Reproduce exactly the lines from the line containing "the bucket lid." through the end of the records below, including both ends, and nothing else.

Records drawn from a dataset:

==============================

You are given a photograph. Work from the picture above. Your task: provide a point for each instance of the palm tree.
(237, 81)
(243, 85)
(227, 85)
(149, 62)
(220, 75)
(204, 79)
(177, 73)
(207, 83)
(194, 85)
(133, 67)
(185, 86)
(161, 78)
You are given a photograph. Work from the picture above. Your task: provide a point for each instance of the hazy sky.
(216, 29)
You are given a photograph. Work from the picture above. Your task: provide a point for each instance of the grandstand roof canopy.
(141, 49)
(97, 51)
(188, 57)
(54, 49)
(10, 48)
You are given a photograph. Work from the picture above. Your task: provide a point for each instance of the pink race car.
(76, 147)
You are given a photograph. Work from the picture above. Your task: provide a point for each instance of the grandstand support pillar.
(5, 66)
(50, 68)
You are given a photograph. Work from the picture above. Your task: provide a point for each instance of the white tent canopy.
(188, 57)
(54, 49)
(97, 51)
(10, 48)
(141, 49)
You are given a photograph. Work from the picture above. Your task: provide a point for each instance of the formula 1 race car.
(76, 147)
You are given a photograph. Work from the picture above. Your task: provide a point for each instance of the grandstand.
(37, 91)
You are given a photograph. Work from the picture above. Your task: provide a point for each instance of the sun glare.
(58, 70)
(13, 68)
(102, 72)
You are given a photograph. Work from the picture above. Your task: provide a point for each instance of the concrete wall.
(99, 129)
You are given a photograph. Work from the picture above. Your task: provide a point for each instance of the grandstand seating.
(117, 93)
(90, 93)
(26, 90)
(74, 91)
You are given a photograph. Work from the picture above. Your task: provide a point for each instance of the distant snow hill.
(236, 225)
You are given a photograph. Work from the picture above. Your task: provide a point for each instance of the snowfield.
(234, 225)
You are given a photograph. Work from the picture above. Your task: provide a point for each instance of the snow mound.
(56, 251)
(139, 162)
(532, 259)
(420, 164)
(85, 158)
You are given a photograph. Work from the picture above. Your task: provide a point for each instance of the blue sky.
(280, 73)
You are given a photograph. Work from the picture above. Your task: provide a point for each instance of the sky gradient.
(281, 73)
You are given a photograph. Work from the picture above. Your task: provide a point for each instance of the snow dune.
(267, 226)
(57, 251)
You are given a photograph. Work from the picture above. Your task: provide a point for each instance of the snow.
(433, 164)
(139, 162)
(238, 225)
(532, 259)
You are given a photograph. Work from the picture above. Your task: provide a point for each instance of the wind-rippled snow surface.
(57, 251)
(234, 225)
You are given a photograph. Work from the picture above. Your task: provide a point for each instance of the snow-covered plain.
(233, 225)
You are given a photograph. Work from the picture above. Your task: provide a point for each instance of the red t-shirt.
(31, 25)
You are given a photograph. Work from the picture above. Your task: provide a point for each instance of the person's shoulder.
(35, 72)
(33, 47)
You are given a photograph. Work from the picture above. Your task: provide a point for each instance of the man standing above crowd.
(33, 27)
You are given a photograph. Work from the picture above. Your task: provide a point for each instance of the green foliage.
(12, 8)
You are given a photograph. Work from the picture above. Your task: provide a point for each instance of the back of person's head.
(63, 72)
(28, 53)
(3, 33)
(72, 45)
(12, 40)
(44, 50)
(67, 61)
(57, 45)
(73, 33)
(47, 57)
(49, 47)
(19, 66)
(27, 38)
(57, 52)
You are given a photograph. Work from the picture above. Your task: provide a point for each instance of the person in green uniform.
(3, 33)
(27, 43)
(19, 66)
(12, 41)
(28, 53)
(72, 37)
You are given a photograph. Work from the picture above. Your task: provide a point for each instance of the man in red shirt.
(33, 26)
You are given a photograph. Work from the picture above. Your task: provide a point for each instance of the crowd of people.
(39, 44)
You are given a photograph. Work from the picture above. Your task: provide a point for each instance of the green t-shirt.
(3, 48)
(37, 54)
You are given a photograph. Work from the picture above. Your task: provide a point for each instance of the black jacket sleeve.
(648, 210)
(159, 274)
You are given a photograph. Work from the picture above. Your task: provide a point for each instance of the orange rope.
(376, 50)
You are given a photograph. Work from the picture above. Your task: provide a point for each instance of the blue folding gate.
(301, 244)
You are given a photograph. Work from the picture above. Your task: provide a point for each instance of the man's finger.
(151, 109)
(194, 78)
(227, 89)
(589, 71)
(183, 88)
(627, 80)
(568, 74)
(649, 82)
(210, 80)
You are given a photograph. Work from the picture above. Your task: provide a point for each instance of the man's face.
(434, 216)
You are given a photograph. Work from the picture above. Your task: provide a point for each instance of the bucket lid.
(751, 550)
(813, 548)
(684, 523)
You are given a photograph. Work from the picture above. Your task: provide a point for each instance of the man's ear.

==============================

• [RESPONSE TO THE TASK]:
You are given a photograph. Work from the picture above. Your task: provide a point for each instance of the bucket lid.
(751, 550)
(813, 548)
(684, 523)
You are given a photograph. Work from the picture above. Your task: provide a point for each instance of the man's ear.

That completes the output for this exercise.